* **What you are asked to do**: Repeat every record below exactly as written.

* **Supplied material**:
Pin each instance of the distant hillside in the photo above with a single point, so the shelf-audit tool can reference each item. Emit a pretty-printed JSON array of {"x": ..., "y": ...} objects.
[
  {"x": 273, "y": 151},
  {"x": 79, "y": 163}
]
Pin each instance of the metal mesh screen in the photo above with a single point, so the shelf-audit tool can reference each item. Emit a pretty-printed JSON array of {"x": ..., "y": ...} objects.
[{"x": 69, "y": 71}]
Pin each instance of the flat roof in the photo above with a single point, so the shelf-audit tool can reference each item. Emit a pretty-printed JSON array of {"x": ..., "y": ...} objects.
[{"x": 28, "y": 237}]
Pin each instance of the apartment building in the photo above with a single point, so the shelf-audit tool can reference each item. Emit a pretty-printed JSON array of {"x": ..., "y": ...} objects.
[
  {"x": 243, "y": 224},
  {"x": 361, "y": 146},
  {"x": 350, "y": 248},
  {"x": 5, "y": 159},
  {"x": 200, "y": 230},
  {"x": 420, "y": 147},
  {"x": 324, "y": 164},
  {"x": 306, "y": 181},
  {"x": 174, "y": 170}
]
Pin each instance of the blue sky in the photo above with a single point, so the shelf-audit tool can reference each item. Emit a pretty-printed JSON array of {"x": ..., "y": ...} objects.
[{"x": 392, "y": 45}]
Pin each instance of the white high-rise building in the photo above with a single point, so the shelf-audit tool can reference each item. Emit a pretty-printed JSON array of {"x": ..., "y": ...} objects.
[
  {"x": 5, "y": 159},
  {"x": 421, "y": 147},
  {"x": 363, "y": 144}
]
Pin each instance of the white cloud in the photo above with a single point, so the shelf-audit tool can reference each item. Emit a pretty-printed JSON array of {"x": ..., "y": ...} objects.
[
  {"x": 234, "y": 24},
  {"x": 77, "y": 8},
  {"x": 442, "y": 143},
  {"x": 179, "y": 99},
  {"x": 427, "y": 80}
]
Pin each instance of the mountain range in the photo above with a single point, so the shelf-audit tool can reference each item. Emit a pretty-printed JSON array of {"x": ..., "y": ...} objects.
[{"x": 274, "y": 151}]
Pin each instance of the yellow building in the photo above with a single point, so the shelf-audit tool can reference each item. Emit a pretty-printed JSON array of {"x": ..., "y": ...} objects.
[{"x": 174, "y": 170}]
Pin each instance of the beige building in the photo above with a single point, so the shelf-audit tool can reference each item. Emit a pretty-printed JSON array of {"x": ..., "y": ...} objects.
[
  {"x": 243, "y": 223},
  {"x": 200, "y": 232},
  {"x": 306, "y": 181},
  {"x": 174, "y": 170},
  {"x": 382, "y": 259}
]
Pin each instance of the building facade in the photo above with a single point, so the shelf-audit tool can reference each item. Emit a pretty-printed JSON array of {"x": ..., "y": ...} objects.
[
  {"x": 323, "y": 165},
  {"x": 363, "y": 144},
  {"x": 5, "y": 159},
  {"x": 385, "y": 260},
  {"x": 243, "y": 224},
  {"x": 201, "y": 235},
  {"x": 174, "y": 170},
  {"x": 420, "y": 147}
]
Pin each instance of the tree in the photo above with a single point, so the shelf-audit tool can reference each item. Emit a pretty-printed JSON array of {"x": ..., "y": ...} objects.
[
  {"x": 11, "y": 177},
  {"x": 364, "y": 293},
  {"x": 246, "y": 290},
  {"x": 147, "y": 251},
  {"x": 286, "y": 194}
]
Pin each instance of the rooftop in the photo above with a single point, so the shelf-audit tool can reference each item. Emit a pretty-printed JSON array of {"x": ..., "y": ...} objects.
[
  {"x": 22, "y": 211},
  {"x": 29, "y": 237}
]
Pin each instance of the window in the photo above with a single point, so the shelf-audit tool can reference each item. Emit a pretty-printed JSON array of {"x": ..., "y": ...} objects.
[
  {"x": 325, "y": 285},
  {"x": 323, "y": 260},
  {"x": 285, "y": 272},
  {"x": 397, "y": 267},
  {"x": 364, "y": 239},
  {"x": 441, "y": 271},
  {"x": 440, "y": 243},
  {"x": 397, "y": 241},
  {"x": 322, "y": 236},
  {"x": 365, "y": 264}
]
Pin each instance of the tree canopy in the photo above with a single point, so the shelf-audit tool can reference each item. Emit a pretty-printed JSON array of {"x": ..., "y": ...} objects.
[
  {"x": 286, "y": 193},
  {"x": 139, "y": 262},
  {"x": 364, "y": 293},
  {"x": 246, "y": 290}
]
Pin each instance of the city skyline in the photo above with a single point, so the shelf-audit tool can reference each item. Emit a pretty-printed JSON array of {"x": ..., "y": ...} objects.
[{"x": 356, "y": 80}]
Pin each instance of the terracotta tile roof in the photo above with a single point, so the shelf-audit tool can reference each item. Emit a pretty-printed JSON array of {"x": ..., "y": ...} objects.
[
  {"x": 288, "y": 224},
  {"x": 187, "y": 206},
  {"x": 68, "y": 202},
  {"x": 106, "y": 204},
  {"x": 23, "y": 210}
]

* **Response to this task**:
Pin each instance of the distant hillside in the photo above with a single point, so the shelf-audit tool can reference each item. Emit a pretty-printed JSON array of {"x": ..., "y": ...} objects.
[
  {"x": 273, "y": 151},
  {"x": 79, "y": 163}
]
Pin each instance of the metal mesh screen in the photo above with a single point, so the shelf-audit tool can reference each item. Emit a pretty-printed JSON array of {"x": ..., "y": ...} objects.
[{"x": 69, "y": 71}]
Pin each instance of the flat roof in the photo above with a single point, so the shelf-audit tool can reference each item. Emit a pretty-printed JSON array of {"x": ..., "y": ...} objects.
[{"x": 28, "y": 237}]
Pin each instance of the apartment building in the photo above with a single point, so the shelf-audit tool can reference each item. Emit a pretty-printed JSON array of {"x": ..., "y": ...} objects.
[
  {"x": 243, "y": 224},
  {"x": 361, "y": 146},
  {"x": 350, "y": 248},
  {"x": 5, "y": 159},
  {"x": 200, "y": 230},
  {"x": 420, "y": 147},
  {"x": 324, "y": 164},
  {"x": 306, "y": 181},
  {"x": 174, "y": 170}
]
Pin each instance of the blue sky in the photo above with a single point, so the shelf-audit tool can reference each item. Emit a pretty-printed JSON array of {"x": ..., "y": ...} objects.
[{"x": 392, "y": 45}]
Pin each instance of the white high-rise building in the photo above with a single point, so the shelf-audit tool can reference each item. Emit a pretty-printed JSON array of {"x": ..., "y": ...} objects.
[
  {"x": 5, "y": 159},
  {"x": 421, "y": 147},
  {"x": 363, "y": 144}
]
Pin each instance of the white cloud in the photo above with a single point, so the shelf-audit tool can reference each item. Emit a pretty-printed JSON array of {"x": ..., "y": ...} objects.
[
  {"x": 234, "y": 24},
  {"x": 77, "y": 8},
  {"x": 442, "y": 143},
  {"x": 179, "y": 99},
  {"x": 427, "y": 80}
]
Pin each instance of the mountain range in the photo above with a single point, so the shelf-audit tool can reference each item. Emit a pretty-printed JSON array of {"x": ..., "y": ...} objects.
[{"x": 274, "y": 151}]
Pin each instance of the yellow building in the photo above with a single point, so the shelf-audit tool can reference each item. Emit a pretty-printed JSON array of {"x": ..., "y": ...} objects.
[{"x": 174, "y": 170}]
Pin each instance of the beige building in the photo above with a single point, so the shelf-audit tool can reference each item. Emit a pretty-printed JSON array of {"x": ..., "y": ...} objects.
[
  {"x": 243, "y": 223},
  {"x": 200, "y": 232},
  {"x": 306, "y": 181},
  {"x": 174, "y": 170},
  {"x": 382, "y": 259}
]
Pin each instance of the building facade in the photo above with a single point, so the shelf-audit tool can reference each item. Emit a pretty-printed JSON array of {"x": ..., "y": ...} objects.
[
  {"x": 323, "y": 165},
  {"x": 363, "y": 144},
  {"x": 5, "y": 159},
  {"x": 385, "y": 260},
  {"x": 243, "y": 224},
  {"x": 201, "y": 235},
  {"x": 174, "y": 170},
  {"x": 420, "y": 147}
]
Pin each instance of the tree in the photo above with a single point, so the shelf-audit tool can reference each item. Emit a pretty-printed JSON array of {"x": ..., "y": ...} objects.
[
  {"x": 11, "y": 177},
  {"x": 364, "y": 293},
  {"x": 246, "y": 290},
  {"x": 147, "y": 251},
  {"x": 286, "y": 194}
]
Pin each instance of the rooftop in the photo above with a single point, so the shelf-audit tool can reference each item. Emit a pretty-printed JSON array of {"x": ..., "y": ...} objects.
[
  {"x": 22, "y": 211},
  {"x": 29, "y": 237}
]
Pin each instance of the window in the photo above with a single point, so the shelf-audit tool can reference each item. Emit a pretty-printed JSON array of {"x": ..., "y": ...} objects.
[
  {"x": 325, "y": 285},
  {"x": 323, "y": 260},
  {"x": 285, "y": 272},
  {"x": 397, "y": 267},
  {"x": 364, "y": 239},
  {"x": 441, "y": 271},
  {"x": 440, "y": 243},
  {"x": 397, "y": 241},
  {"x": 322, "y": 236},
  {"x": 365, "y": 264}
]
Pin each instance of the tree canopy in the photo above with a single point, so the shelf-audit tool can reference each item. Emit a pretty-printed JSON array of {"x": ..., "y": ...} objects.
[
  {"x": 286, "y": 193},
  {"x": 139, "y": 262},
  {"x": 364, "y": 293},
  {"x": 246, "y": 290}
]
Pin each instance of the city skyline in the photo above with a single point, so the shelf-audit tool can reference each item. Emit a pretty-printed JSON array of {"x": ..., "y": ...} objects.
[{"x": 356, "y": 80}]
Pin each instance of the terracotta tile roof in the photo above with a single point, so the shelf-audit tool can reference each item. Emit a pretty-printed JSON array of {"x": ..., "y": ...} objects.
[
  {"x": 288, "y": 224},
  {"x": 187, "y": 206},
  {"x": 68, "y": 202},
  {"x": 106, "y": 204},
  {"x": 23, "y": 210}
]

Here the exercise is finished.